◆ TASK DIRECTIONS ◆
The expected answer is the full listing, repeated exactly and free of images.

◆ DATA ◆

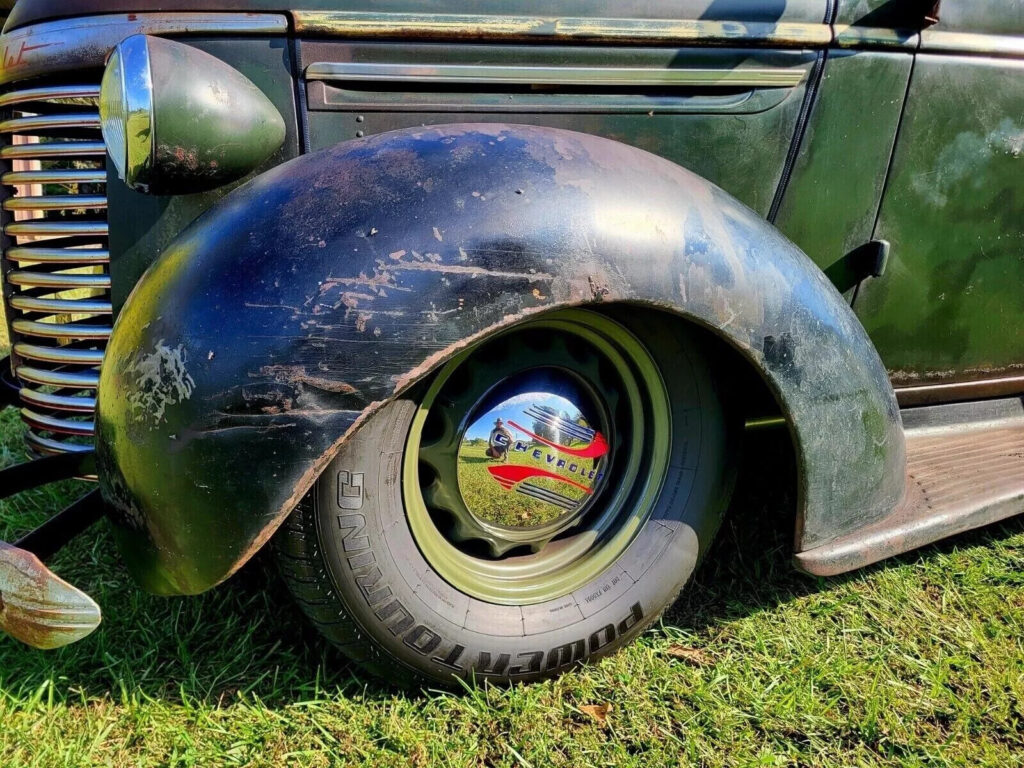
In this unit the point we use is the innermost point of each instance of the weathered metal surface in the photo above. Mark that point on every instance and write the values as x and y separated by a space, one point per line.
949 307
965 469
849 137
263 336
50 47
737 139
37 606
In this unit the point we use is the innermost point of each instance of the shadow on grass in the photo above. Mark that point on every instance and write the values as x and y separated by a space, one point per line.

◆ THE COMPLETED TASK ◆
In this unit the point we use is the innermost point of each instance of the weathered metal surface in the photo above. Mark that point on every instance and write the values as x and y separated by a space, one point per line.
949 307
965 469
849 137
263 336
50 47
737 139
37 606
In this unit the point we use is the innermost point of each instance of the shadow on grass in the photo above. Mark that point on every instance and write the values as x and y separated by a space, one point per line.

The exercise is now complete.